**Directive**
Transcribe the records below exactly.

===== Stored data =====

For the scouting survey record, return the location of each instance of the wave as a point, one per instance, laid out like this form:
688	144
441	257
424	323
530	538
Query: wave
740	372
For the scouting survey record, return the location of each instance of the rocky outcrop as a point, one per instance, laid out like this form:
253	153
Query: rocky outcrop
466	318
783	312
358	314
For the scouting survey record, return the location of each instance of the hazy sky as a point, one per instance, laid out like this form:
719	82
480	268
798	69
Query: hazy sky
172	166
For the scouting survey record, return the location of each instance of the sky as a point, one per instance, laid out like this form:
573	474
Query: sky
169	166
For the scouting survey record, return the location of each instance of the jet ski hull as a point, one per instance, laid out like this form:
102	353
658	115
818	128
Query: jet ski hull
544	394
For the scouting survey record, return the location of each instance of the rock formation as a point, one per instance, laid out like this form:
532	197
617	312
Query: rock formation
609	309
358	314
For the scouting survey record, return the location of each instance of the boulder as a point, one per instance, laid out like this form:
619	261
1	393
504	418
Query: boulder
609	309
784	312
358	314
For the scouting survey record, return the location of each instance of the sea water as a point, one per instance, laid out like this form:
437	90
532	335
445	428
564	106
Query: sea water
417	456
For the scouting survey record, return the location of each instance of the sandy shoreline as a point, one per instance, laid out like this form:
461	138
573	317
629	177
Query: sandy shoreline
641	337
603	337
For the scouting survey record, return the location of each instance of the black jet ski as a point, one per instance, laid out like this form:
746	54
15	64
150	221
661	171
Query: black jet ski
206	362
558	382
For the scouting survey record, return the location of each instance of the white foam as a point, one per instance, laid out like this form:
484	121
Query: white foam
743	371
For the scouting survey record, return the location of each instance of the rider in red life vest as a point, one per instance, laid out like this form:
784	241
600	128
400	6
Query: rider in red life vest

=====

**Exercise response**
For the scouting survey record, return the location of each instance of the wave as a point, one per instance, laid out like this form:
688	144
441	257
424	323
530	538
Query: wave
740	372
For the scouting survey record, return the location of each instance of the rocky outcrop as a point, one per instance, laid out like this form:
253	153
Query: rocky outcrop
466	318
783	312
358	314
For the scouting survey record, return the location of each instance of the hazy sky as a point, one per instance, laid out like this form:
719	82
480	268
798	69
Query: hazy sky
172	166
For the scouting survey record, return the location of each instance of the sky as a point, one per instance, laid out like this form:
573	474
Query: sky
169	166
For the scouting survey record, return the location of each instance of the jet ski hull as a point, one per instance, laid out like this form:
102	353
658	115
818	128
Query: jet ski hull
544	394
For the scouting survey record, return the location of each instance of the rock formation as a point, one per instance, laid out like this form:
532	197
617	312
Query: rock formation
609	309
358	314
For the scouting survey record, return the location of each instance of the boulder as a point, one per instance, laid out like this form:
619	261
1	393
504	418
Query: boulder
609	309
784	312
358	314
For the scouting survey record, return the location of each instance of the sea water as a point, one per instance, laid out like this form:
437	90
532	335
445	428
564	106
Query: sea water
417	456
For the scouting survey record, return the location of each instance of the sandy shoreline as a point, one per instance, laid out like this form:
461	138
573	317
629	177
Query: sandy shoreline
641	337
603	337
For the scouting survey record, return the location of each instance of the black jet ski as a point, one per instance, laid out like this form:
746	54
15	64
150	221
661	171
Query: black jet ski
206	362
558	382
For the scouting survey record, return the location of each instance of the white foam as a point, one per instance, laid out like this form:
484	121
Query: white foam
743	371
For the scouting survey record, return the location of each instance of the rider in red life vest as a point, one per instance, laid out like this form:
784	241
600	128
400	6
Query: rider in red life vest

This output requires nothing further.